> Provided passage:
####################
According to SER Europe's president –the professor of Ecology and researcher at the University of Alicante Jordi Cortina-Segarra–, the report states that "the proposed Directive falls short of expectations, especially after the failure of the 2006 Soil Framework Directive, which was withdrawn in 2014". SER Europe's position emphasizes that the directive does not take into account all the threats facing the earth, and "is not ambitious enough to prevent further degradation". It also states that "there is still a lack of effective legal instruments" to contain degradation. Researcher Pilar Andrés stresses that the proposal "leaves soil biodiversity particularly unprotected".

The importance of healthy soil is that it contributes to absorbing carbon from the atmosphere and is one of the guarantees for sustainable food production.

The urgency of restoring soils

"Characterizing soils is essential to protect them: it is hopeless that the ambition of the proposed Directive remains at a stage prior to taking action for a real strategy of protection and restoration"
####################
> Records supplied:

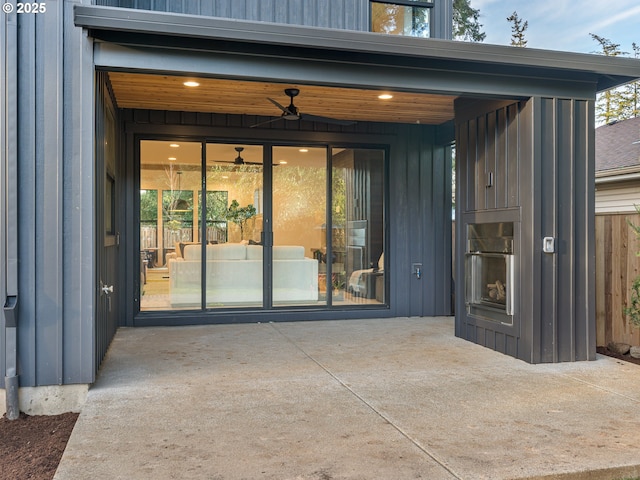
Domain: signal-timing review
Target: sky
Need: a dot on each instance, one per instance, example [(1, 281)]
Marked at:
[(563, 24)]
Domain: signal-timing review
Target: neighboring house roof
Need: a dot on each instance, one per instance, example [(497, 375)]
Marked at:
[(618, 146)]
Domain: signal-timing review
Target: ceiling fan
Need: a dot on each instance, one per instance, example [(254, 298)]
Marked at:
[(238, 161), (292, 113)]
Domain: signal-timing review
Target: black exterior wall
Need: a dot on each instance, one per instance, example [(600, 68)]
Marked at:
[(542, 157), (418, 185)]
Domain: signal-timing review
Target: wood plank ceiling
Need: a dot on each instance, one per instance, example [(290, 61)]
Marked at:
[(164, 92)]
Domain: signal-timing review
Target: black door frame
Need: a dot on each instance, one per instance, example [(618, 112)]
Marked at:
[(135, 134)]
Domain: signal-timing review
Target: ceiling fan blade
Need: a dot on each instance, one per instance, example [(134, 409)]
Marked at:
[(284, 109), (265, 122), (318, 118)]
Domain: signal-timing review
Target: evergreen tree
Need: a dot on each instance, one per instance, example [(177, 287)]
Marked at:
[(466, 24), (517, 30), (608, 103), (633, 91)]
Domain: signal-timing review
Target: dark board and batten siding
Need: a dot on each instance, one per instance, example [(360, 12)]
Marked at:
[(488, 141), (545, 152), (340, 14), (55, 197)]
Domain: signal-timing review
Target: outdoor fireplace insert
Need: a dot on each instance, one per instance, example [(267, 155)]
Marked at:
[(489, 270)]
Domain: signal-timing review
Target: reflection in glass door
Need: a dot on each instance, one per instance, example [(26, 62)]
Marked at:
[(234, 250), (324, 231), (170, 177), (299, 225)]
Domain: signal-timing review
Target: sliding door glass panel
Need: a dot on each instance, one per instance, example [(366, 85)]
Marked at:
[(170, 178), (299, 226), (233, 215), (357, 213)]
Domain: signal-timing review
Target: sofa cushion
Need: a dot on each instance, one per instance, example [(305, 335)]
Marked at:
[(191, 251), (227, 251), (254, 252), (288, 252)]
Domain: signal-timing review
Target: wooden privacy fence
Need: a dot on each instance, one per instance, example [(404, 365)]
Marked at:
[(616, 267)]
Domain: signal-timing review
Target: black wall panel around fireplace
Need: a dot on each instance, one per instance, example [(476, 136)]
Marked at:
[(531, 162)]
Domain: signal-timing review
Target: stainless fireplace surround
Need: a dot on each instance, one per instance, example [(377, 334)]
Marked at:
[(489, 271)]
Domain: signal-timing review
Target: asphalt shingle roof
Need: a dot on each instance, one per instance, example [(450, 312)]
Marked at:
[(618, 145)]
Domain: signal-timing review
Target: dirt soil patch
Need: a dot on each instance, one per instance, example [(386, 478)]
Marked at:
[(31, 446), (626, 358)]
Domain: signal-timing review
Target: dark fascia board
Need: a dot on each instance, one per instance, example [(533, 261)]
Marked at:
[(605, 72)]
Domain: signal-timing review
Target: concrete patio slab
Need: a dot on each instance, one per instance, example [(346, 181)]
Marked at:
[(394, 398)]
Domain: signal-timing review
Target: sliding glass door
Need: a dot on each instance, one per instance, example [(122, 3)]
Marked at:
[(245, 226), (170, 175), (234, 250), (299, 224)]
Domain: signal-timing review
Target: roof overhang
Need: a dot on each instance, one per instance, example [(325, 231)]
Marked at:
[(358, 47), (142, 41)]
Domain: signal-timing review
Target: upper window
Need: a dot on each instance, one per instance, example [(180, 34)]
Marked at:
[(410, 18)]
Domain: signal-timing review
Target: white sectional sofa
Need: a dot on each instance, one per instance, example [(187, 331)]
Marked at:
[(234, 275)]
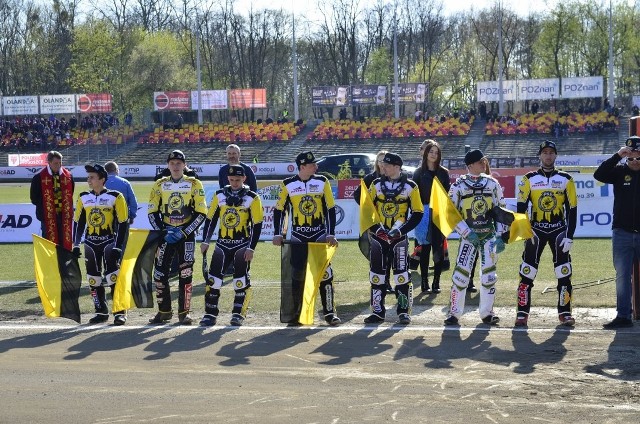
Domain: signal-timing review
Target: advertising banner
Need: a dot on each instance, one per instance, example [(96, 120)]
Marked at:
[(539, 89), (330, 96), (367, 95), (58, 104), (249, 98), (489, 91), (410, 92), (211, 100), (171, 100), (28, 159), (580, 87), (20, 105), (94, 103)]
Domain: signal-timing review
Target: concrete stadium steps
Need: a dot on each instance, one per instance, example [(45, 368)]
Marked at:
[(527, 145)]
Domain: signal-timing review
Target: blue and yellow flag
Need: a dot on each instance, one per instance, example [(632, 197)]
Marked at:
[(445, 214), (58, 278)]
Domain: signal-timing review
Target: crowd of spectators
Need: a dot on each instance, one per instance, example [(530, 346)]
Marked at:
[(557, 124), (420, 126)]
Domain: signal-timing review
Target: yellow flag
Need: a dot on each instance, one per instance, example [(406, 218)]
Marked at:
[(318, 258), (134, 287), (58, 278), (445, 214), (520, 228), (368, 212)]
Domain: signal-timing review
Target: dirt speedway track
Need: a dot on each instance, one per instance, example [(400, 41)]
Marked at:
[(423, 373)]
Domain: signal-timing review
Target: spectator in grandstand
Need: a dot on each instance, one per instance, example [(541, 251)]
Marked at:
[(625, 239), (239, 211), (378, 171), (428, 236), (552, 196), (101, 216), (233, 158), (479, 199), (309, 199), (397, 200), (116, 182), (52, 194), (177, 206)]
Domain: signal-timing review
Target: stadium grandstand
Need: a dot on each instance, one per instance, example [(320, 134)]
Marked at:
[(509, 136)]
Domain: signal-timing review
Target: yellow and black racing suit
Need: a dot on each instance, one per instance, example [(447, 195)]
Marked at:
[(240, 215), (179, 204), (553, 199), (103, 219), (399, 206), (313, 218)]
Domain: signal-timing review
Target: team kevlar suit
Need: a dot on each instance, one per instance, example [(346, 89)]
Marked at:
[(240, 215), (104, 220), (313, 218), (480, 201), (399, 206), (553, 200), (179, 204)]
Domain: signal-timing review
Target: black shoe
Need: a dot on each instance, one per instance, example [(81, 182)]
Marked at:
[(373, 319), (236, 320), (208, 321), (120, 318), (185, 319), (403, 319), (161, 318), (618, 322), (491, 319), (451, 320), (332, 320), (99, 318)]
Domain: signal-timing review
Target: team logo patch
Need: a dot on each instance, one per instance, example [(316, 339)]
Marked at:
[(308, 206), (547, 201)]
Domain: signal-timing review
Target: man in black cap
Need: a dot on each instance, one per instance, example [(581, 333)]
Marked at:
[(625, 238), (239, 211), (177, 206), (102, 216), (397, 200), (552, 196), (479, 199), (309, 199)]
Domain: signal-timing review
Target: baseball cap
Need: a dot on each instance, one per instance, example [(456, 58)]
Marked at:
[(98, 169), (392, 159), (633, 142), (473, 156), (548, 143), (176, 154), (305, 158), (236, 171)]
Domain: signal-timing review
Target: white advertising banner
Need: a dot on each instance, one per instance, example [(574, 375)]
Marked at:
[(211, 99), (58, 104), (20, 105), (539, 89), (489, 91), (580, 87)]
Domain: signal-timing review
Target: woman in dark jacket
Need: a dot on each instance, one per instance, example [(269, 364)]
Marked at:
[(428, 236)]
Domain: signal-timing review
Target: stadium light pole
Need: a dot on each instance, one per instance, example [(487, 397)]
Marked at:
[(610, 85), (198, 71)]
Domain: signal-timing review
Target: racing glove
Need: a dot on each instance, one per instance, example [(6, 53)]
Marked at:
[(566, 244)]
####################
> Apply what you read:
(a) In the soil directive passage, why is healthy soil described as important? Answer in one to three sentences.
(b) Please continue the soil directive passage from the point where it stops.

> Task results:
(a) Healthy soil helps absorb carbon from the atmosphere. It is also one of the guarantees for sustainable food production.

(b)
The European Soil Monitoring and Resilience Directive establishes guidelines for characterizing the state of soil health and subsequent monitoring. This legal text replaces the European Soil Health Law, long awaited by the environmental sector, and from which "urgent measures were expected to guarantee the restoration of degraded soils and the protection of those at risk of degradation", in the words of Pilar Andrés Pastor and Jordi Cortina-Segarra.

"We must go faster and with more energy and decision towards a truly effective soil protection law, to mitigate climate change and adapt the management of our ecosystems"

PILAR ANDRÉS PASTOR, CREAF researcher

The document presented by SER Europe also stresses the importance of the urgency of achieving an effective legal framework to protect and recover the environmental services provided by our soils, as an essential requirement for achieving the objectives of the European Green Deal and in order for the European Union to meet its commitments to the Sustainable Development Goals.

From a legal and enforcement point of view, it is the European Parliament's responsibility to adopt this proposal for a Directive, as well as the Nature Restoration Law, which is expected to be adopted in February 2024.

Beyond LUCAS

There are some scientific reservations that the new Directive will perpetuate some of the limitations of the European Union's Land Use and Coverage Area frame Survey (LUCAS). This periodic survey provides data on highly sensitive socio-environmental challenges, such as the impact of infrastructure or the destruction of ecosystems and natural habitats, and their impact on the hydrological balance and agriculture.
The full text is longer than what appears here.